» Work to complete
a. From the chick flick article, print the passage starting at "Now you can, using" and ending at "start rolling in.".
b. Render this sentence from the chick flick article in French: "Every weekend, millions of couples sit through Hollywood's most recent chick flick offerings and nearly half of them enjoy themselves."

--- Document extract Enclosed Below ---

Friday night comes around, and the latest blockbuster is opening on seven screens at the nearest cineplex-ripe with gunfire, explosions, car chases and gratuitously bared breasts (in surround sound). And yet, you find yourself listening to it all through the wall of the theater next door while you watch Matthew McConaughey-or possibly Richard Gere-fall in love with a girl, scorn her, and ultimately rekindle their love while weepy women sniffle all around you.
How the sweet holy hell did you wind up in a chick flick? At this point, the question is moot. Your girlfriend-or gay friend who paid for the tickets and laid a guilt trip on you-has dragged you into this. Now it's up to you to make the best of it.
Every weekend, millions of couples sit through Hollywood's most recent chick flick offerings and nearly half of them enjoy themselves. That's millions of dollars spent just to rent a seat for two hours. "I wish I could get a slice of that money pie," you're thinking.
Now you can, using CRACKED's patented How To Write the Ultimate Chick Flick Guide.
Culling our knowledge of every chick flick we've sat through-or at least the parts during which we didn't doze off-we've scientifically devised this list of elements that, when combined, will create a chick flick so oozing with estrogen it could make Charlton Heston lactate. Use them to help outline your screenplay and wait for the cash to start rolling in.
1. Deadly disease
Your main character must have a Terrible Disease For Which There is no Cure. You can write it so she was already diagnosed, or maybe receives the diagnosis during the second act, preferably after falling deeply in love with the Perfect Man. The obvious choice here is cancer, which did gangbusters for Susan Sarandon in
Stepmom, Debra Winger in
Terms of Endearment, Charlize Theron in
Sweet November... well, you get the point.

--- End of Enclosed Document extract ---
--- Given information Enclosed Below ---

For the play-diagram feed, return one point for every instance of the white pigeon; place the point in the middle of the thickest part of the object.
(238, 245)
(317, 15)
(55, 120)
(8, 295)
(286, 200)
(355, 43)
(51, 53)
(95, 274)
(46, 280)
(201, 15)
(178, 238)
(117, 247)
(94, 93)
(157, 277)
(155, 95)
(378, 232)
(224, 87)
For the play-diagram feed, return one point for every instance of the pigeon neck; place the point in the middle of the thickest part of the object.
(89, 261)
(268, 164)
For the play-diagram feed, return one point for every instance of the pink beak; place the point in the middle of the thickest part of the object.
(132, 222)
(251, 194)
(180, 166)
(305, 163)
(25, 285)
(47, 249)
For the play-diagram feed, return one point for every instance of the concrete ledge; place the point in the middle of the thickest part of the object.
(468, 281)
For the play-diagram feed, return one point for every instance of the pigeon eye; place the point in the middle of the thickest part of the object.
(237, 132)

--- End of Enclosed Given information ---
--- Given information Enclosed Below ---

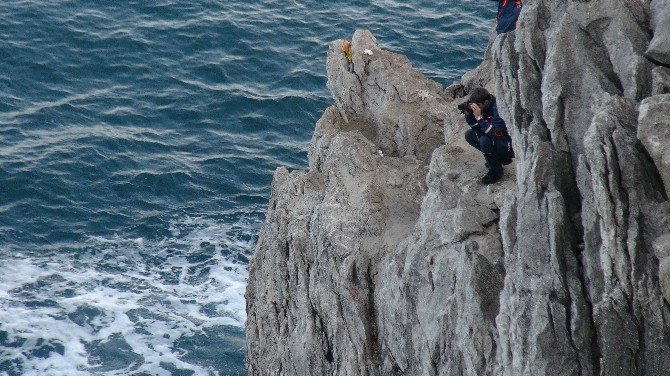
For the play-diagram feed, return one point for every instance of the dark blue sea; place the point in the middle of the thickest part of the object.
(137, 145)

--- End of Enclosed Given information ---
--- Given information Enclosed Below ---

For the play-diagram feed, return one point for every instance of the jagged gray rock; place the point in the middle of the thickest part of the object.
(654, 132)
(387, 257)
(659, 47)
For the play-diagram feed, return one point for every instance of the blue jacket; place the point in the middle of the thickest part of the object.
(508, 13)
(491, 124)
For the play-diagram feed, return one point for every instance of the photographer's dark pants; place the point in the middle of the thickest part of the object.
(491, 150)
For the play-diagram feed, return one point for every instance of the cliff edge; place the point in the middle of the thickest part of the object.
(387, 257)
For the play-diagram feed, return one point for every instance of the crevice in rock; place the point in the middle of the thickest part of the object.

--- End of Enclosed Given information ---

» Your written answers
a.
Now you can, using CRACKED's patented How To Write the Ultimate Chick Flick Guide.
Culling our knowledge of every chick flick we've sat through-or at least the parts during which we didn't doze off-we've scientifically devised this list of elements that, when combined, will create a chick flick so oozing with estrogen it could make Charlton Heston lactate. Use them to help outline your screenplay and wait for the cash to start rolling in.

b. Chaque week-end, des millions de couples regardent jusqu'au bout les dernières comédies romantiques proposées par Hollywood, et près de la moitié d'entre eux y prennent plaisir.